[Data items]
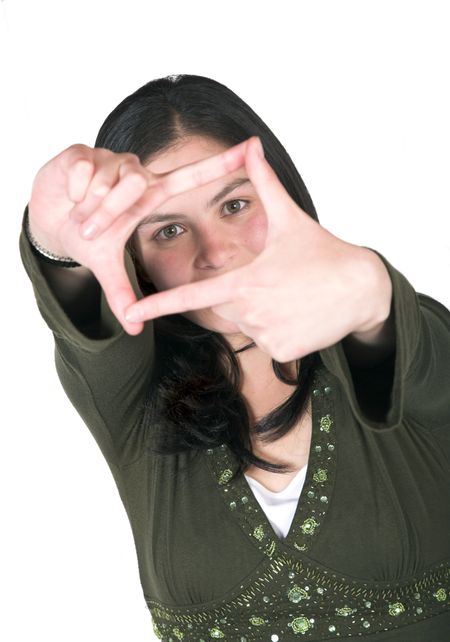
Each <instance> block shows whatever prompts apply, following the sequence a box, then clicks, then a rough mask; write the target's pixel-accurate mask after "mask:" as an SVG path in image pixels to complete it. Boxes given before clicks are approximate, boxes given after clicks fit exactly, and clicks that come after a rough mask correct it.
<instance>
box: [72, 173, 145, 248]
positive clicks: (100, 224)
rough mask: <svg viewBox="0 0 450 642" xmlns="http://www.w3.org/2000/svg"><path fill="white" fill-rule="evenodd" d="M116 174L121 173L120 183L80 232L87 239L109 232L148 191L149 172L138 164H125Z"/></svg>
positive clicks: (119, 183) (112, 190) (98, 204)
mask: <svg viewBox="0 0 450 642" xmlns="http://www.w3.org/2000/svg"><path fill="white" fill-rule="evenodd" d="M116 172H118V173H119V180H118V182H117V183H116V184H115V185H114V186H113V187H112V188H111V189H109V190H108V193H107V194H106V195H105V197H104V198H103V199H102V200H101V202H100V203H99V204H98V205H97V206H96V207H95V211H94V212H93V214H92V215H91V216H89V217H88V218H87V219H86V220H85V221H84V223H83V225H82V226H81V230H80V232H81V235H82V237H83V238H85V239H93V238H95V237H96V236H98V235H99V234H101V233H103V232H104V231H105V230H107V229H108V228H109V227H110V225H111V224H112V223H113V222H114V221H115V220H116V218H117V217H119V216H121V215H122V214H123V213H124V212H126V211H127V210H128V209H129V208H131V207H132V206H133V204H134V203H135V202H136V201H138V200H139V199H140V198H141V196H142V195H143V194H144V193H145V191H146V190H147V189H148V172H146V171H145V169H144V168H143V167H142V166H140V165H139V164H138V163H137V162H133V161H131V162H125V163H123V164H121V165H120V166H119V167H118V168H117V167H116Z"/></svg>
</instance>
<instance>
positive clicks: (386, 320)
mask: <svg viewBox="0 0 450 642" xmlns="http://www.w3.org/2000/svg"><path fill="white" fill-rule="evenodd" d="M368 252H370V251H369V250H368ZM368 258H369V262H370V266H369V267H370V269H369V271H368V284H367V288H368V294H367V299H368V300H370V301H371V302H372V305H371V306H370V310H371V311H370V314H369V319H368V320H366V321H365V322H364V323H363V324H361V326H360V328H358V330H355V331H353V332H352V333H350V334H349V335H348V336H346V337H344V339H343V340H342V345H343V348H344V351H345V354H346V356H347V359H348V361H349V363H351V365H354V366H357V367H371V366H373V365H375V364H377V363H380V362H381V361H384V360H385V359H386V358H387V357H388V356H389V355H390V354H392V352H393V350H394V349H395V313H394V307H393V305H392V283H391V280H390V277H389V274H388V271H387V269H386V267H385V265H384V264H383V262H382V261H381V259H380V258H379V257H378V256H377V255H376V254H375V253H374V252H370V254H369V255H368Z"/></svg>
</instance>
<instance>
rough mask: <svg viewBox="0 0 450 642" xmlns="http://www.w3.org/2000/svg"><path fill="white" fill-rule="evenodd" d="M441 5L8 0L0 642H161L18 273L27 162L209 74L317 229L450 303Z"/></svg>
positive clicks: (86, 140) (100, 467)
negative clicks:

REQUIRED WORK: Render the data items from their beginning through the line containing "positive clicks: (100, 224)" as a Markdown table with columns Row and Line, leaving out blank lines and pictures.

ANSWER BOX:
| Row | Line |
|---|---|
| 1 | Each <instance> block shows whatever prompts apply, following the sequence a box, then clicks, then a rough mask; write the target's pixel-accurate mask after "mask:" as an SVG path in image pixels to complete it. Boxes given before clicks are approximate, boxes given after clicks fit exactly, and clicks that come after a rough mask correct it. |
| 2 | <instance> |
| 3 | box: [72, 173, 145, 248] |
| 4 | positive clicks: (100, 224) |